Reproduce every one of the following records verbatim, keeping each line unchanged and in its original order.

···

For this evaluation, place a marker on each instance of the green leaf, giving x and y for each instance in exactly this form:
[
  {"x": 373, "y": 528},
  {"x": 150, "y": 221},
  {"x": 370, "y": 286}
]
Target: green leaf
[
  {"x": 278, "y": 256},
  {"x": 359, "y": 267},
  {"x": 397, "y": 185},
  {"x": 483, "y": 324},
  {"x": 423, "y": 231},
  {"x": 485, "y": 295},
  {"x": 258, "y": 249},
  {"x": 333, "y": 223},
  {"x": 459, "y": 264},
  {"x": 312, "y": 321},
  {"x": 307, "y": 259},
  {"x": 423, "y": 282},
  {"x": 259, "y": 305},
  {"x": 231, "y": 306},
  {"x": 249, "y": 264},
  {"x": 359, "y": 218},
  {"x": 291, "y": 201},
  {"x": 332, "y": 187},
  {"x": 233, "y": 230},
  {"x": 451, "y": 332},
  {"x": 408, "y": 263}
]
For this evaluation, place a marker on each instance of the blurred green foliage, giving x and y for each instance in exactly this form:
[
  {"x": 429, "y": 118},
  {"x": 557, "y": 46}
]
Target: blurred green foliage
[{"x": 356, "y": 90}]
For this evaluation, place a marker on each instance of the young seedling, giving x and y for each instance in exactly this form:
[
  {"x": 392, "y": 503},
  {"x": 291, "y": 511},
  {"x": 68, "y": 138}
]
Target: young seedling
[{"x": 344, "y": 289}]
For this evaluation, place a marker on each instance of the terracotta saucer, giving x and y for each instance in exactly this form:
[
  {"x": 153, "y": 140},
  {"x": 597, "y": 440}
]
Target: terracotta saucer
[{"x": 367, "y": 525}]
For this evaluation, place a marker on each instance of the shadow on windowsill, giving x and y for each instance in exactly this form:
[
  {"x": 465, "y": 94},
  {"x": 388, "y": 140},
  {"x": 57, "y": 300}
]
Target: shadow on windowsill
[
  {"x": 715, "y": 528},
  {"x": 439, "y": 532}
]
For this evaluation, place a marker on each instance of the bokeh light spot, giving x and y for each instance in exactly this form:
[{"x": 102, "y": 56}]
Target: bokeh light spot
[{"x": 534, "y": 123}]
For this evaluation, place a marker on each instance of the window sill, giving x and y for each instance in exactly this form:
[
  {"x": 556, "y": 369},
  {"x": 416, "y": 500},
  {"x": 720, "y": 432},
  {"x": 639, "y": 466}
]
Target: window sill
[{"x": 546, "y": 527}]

···

◆ **Exercise solution**:
For this evaluation, place a marker on each instance of the green leaf, giving x and y for each instance in exactly this form:
[
  {"x": 373, "y": 528},
  {"x": 150, "y": 221},
  {"x": 370, "y": 286}
]
Target: green leaf
[
  {"x": 278, "y": 256},
  {"x": 359, "y": 267},
  {"x": 397, "y": 185},
  {"x": 483, "y": 324},
  {"x": 423, "y": 231},
  {"x": 485, "y": 295},
  {"x": 258, "y": 249},
  {"x": 333, "y": 223},
  {"x": 459, "y": 264},
  {"x": 312, "y": 321},
  {"x": 307, "y": 259},
  {"x": 423, "y": 282},
  {"x": 259, "y": 305},
  {"x": 231, "y": 306},
  {"x": 249, "y": 264},
  {"x": 359, "y": 218},
  {"x": 291, "y": 201},
  {"x": 332, "y": 187},
  {"x": 233, "y": 230},
  {"x": 451, "y": 332},
  {"x": 408, "y": 263}
]
For this evaluation, place a marker on each instance of the blurred green foliage, giving x and y for each instance in exactly this form:
[
  {"x": 429, "y": 118},
  {"x": 557, "y": 46}
]
Target: blurred green foliage
[{"x": 356, "y": 90}]
For this evaluation, place a marker on each instance of the young seedling, giving x and y for each instance in exactly this form:
[
  {"x": 392, "y": 503},
  {"x": 291, "y": 511},
  {"x": 68, "y": 138}
]
Target: young seedling
[{"x": 344, "y": 289}]
For this evaluation, place a marker on each instance of the terracotta saucer, giving x and y for each instance in exactly this form:
[
  {"x": 153, "y": 140},
  {"x": 597, "y": 440}
]
Target: terracotta saucer
[{"x": 367, "y": 525}]
For this evaluation, place a marker on each instance of the shadow on windowsill, giving x and y for each instance in exactly this form:
[
  {"x": 465, "y": 94},
  {"x": 388, "y": 140},
  {"x": 57, "y": 300}
]
Target: shadow on windowsill
[
  {"x": 715, "y": 528},
  {"x": 439, "y": 532}
]
For this evaluation, place a marker on each instance of the bokeh light spot, giving x and y for each instance in exactly this form:
[{"x": 102, "y": 56}]
Target: bokeh light spot
[{"x": 534, "y": 123}]
For this evaluation, place a marker on each instance of the window sill, giving x and y for each instance in exactly this form:
[
  {"x": 556, "y": 369},
  {"x": 416, "y": 500},
  {"x": 720, "y": 432},
  {"x": 639, "y": 466}
]
Target: window sill
[{"x": 546, "y": 527}]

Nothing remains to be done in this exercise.